_Task brief_: Only one stretch of the records below should be repeated. It starts with the line containing "negative clicks: (79, 184) (24, 231)" and goes on through the line containing "positive clicks: (131, 216) (162, 238)", exactly as written.

- - - - - - -

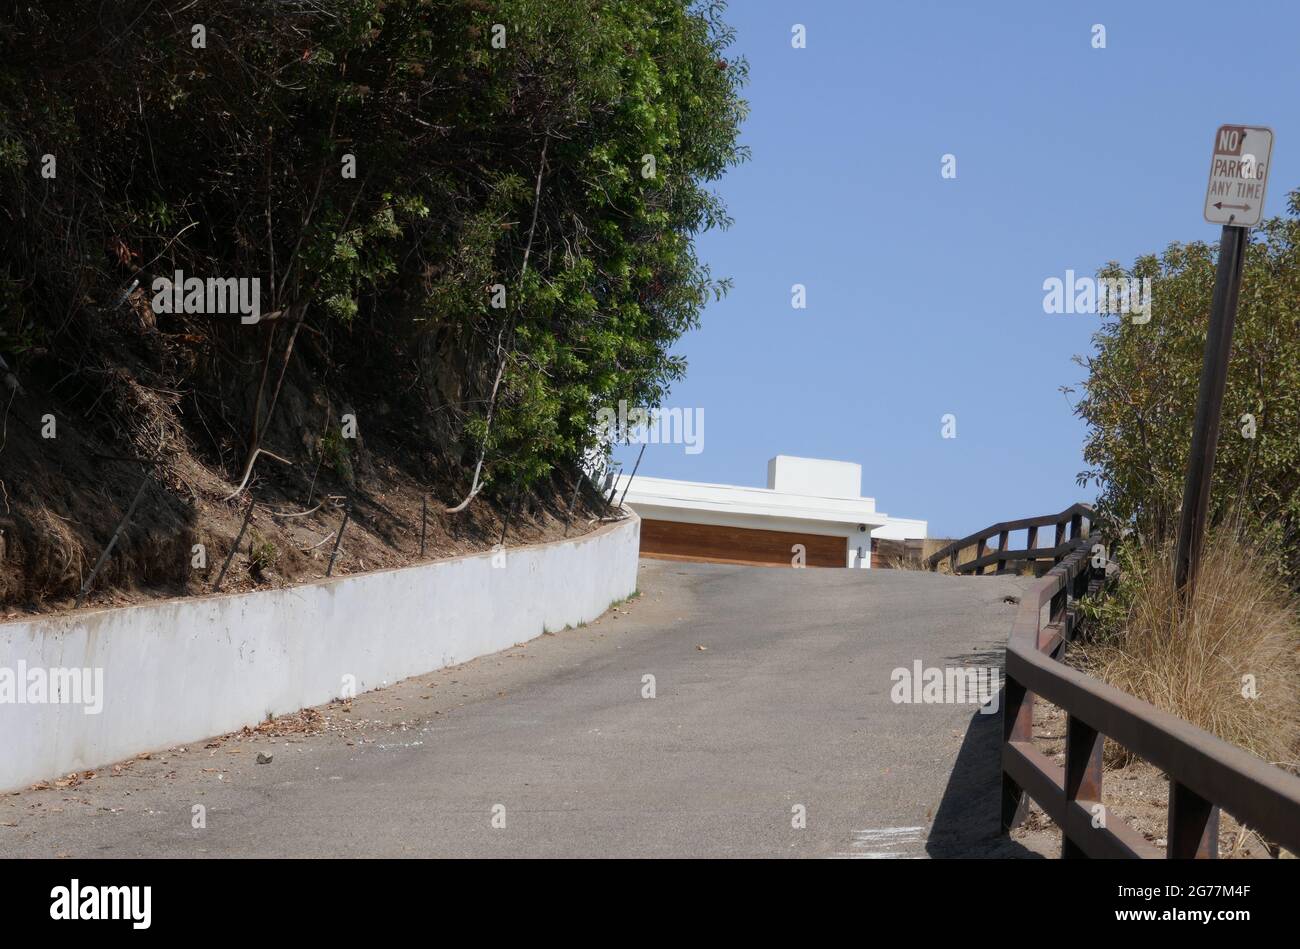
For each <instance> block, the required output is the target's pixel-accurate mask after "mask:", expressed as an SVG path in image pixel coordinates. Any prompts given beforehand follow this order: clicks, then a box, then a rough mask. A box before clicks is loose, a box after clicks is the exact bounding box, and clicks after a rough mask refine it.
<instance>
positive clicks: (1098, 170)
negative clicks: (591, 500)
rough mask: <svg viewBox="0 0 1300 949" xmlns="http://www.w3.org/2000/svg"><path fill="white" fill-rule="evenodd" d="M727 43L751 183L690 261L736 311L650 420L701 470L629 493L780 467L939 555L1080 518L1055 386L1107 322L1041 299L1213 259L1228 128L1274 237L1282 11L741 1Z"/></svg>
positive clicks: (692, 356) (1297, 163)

- - - - - - -

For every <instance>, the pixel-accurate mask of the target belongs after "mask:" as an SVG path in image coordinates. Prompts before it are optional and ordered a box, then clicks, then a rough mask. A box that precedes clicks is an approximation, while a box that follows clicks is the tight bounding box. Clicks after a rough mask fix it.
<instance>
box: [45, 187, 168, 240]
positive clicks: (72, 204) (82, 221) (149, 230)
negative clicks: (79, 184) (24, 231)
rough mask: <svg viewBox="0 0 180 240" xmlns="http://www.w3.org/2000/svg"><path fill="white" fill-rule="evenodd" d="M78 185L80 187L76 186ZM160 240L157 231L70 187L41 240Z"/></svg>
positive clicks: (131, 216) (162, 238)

- - - - - - -

_Your solution_:
negative clicks: (79, 184) (24, 231)
rough mask: <svg viewBox="0 0 180 240" xmlns="http://www.w3.org/2000/svg"><path fill="white" fill-rule="evenodd" d="M78 185L80 187L76 186ZM160 240L157 231L70 187L41 240Z"/></svg>
positive clicks: (131, 216) (162, 238)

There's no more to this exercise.